DATA RECORDS Start Marker

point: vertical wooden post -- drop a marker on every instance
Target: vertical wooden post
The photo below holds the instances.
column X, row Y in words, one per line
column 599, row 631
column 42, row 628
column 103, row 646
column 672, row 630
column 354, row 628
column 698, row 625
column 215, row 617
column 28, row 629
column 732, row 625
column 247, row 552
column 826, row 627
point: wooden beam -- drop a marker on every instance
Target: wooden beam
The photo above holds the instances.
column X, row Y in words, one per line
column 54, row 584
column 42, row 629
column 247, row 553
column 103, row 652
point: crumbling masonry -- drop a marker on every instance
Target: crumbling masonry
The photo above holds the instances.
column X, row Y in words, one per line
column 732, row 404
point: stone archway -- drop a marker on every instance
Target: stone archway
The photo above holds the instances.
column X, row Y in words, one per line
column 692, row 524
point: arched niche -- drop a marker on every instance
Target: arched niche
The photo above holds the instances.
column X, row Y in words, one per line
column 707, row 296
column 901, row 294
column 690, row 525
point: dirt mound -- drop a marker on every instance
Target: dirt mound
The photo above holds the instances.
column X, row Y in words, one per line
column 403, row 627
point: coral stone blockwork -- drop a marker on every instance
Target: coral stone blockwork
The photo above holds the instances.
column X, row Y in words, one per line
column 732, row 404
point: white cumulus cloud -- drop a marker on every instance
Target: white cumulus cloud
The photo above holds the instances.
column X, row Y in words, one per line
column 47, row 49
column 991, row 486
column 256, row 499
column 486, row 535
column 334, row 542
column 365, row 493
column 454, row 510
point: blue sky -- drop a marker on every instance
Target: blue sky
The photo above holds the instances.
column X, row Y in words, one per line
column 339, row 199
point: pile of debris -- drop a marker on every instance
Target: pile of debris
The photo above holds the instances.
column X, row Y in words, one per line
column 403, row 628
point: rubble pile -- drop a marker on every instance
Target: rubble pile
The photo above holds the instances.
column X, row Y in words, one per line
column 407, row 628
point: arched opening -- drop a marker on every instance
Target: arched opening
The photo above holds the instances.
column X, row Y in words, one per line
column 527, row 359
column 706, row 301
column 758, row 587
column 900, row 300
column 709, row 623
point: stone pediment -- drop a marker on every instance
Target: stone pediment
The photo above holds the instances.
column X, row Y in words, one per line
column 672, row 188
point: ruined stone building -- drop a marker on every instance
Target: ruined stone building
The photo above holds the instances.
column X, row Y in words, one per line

DATA RECORDS End Marker

▶ **EXERCISE DETAILS**
Set every entry down verbatim.

▶ **WRITTEN ANSWER**
point: vertical wooden post -- drop a marker on every instance
Target: vertical wooden post
The photo below holds the instances.
column X, row Y in words, one per line
column 599, row 631
column 42, row 628
column 103, row 646
column 672, row 630
column 354, row 628
column 698, row 625
column 215, row 617
column 28, row 629
column 732, row 625
column 247, row 552
column 826, row 627
point: wooden beam -- drop a marker on every instance
Target: wooden beam
The photo above holds the instances.
column X, row Y in words, one per line
column 54, row 584
column 42, row 629
column 247, row 553
column 103, row 652
point: crumbling masonry -- drop a marker on every instance
Target: crumbling masonry
The photo above holds the instances.
column X, row Y in words, one per line
column 732, row 404
point: stone archway -- drop a marker on every instance
Target: stone archway
The photo above holds the instances.
column X, row Y in words, one per line
column 692, row 524
point: arched niche -- drop a marker on every instance
Target: arched niche
The photo above holds the instances.
column X, row Y in words, one per line
column 707, row 296
column 901, row 294
column 690, row 525
point: dirt mound -- drop a marker on every instance
Target: dirt mound
The photo above holds the instances.
column X, row Y in words, one per line
column 403, row 627
point: coral stone blockwork -- drop a marker on every instance
Target: coral stone blockwork
The photo above holds the instances.
column X, row Y in words, one per line
column 732, row 404
point: white cumulus cloud -- drop a marker on every instance
Target: white cumulus cloud
The photo above holds the instances.
column X, row Y in words, one per line
column 47, row 49
column 991, row 486
column 256, row 499
column 486, row 535
column 334, row 542
column 365, row 493
column 454, row 510
point: blue sky -- drop a marker on every instance
Target: blue sky
The photo above holds the instances.
column X, row Y in words, one per line
column 339, row 199
point: pile of debris -- drop a marker on every instance
Target: pile of debris
The photo above holds the instances.
column X, row Y in words, one per line
column 403, row 628
point: rubble pile -- drop a marker on every instance
Target: rubble pile
The photo above holds the instances.
column X, row Y in words, one per line
column 407, row 628
point: arched opening -- drop a marker on every instance
Target: arched opening
The photo above holds the instances.
column X, row Y in words, one per line
column 527, row 359
column 706, row 301
column 758, row 587
column 900, row 300
column 709, row 623
point: stone pediment -- drop a marker on every instance
Target: stone pediment
The photo above holds the instances.
column X, row Y in words, one per line
column 672, row 188
point: ruined stone building -- drop a marker on every instance
Target: ruined stone building
The photo above holds the instances.
column X, row Y in words, one per line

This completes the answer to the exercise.